# EXERCISE DATA
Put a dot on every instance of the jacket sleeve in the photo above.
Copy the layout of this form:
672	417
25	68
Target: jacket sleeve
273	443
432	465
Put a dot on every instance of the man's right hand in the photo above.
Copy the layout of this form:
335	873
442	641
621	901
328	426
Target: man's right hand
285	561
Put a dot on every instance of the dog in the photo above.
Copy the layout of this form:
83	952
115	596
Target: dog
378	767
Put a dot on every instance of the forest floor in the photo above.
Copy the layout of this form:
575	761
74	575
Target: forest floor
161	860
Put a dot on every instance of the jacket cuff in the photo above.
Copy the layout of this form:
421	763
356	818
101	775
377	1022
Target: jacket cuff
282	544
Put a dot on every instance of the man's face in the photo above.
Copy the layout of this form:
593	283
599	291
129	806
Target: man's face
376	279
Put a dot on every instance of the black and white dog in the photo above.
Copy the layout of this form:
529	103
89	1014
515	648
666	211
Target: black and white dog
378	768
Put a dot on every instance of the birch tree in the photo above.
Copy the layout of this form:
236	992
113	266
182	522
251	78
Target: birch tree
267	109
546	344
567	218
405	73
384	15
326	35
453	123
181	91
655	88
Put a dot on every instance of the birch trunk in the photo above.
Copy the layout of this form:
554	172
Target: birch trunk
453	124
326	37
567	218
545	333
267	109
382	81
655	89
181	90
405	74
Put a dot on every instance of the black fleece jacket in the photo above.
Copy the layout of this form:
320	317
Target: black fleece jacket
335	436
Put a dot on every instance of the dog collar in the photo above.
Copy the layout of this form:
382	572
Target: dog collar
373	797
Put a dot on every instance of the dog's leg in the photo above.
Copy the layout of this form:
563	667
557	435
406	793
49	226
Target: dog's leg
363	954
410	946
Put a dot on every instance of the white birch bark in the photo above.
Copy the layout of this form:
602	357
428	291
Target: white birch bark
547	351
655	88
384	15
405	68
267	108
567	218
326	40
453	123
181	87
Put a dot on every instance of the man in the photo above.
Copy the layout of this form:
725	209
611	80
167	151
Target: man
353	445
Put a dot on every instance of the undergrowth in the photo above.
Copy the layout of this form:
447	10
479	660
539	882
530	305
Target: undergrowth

# EXERCISE REQUIREMENTS
All the entries are to be reproduced verbatim.

# ANSWER TO THE EXERCISE
Put a dot on every instance of the jacket sleeve in the photo above.
Copy the layout of this form:
672	417
25	68
Target: jacket sleeve
273	443
432	465
Put a dot on every instance of the man's right hand in the photo above.
Copy the layout of this form:
335	873
442	641
621	901
328	426
Target: man's right hand
285	561
Put a dot on every instance of the dog in the photo above.
Copy the layout of this form:
83	952
115	596
Target: dog
378	767
Put a dot on every instance of the forest floor in the photo above.
Copy the layout of this form:
575	761
74	575
Target: forest floor
161	860
Put a dot on every instance of the jacket cuff in the photo above.
Copy the layout of this form:
421	763
356	818
101	775
377	1022
Target: jacket cuff
282	544
Put a dot on every instance of the man's face in the photo above.
Copy the layout of this form:
593	283
599	291
129	806
Target: man's face
376	279
Put a dot on every instance of the black and white dog in the photo above.
Copy the layout of this form:
529	103
89	1014
515	648
666	211
Target: black and white dog
378	768
Put a dot on every instance of the birch tree in the photo above.
Copy the layout of this form:
236	992
113	266
182	522
251	78
Target: birch tree
267	109
546	344
567	218
405	73
384	15
326	35
453	123
181	91
655	88
Put a dot on every instance of the birch trunk in the photo above.
Copy the layout of this form:
554	172
Target: birch trunk
453	124
326	37
567	218
545	333
267	109
382	81
655	89
181	90
405	74
Put a dot on every instance of the black fleece jacket in the photo above.
Copy the layout of this form:
320	317
Target: black fleece jacket
335	436
Put a dot on every instance of the dog collar in the photo above.
Copy the layout of this form:
382	572
Target: dog collar
373	797
Put a dot on every instance of the dog's leg in the photo above.
Copy the layout of this form:
563	667
557	435
406	793
49	226
Target: dog's leg
363	954
410	946
Put a dot on every instance of the white birch bark in the photo above.
Copy the layout of this form:
602	357
428	291
Target: white birch bark
547	351
655	88
384	15
405	68
267	108
567	218
326	40
453	123
181	87
Put a dot on every instance of the man in the photo above.
Copy the layout of this form:
725	209
611	80
167	151
Target: man
353	445
Put a dot on every instance of the undergrowth in the photo above.
Copy the layout of this form:
447	10
479	660
539	882
530	305
Target: undergrowth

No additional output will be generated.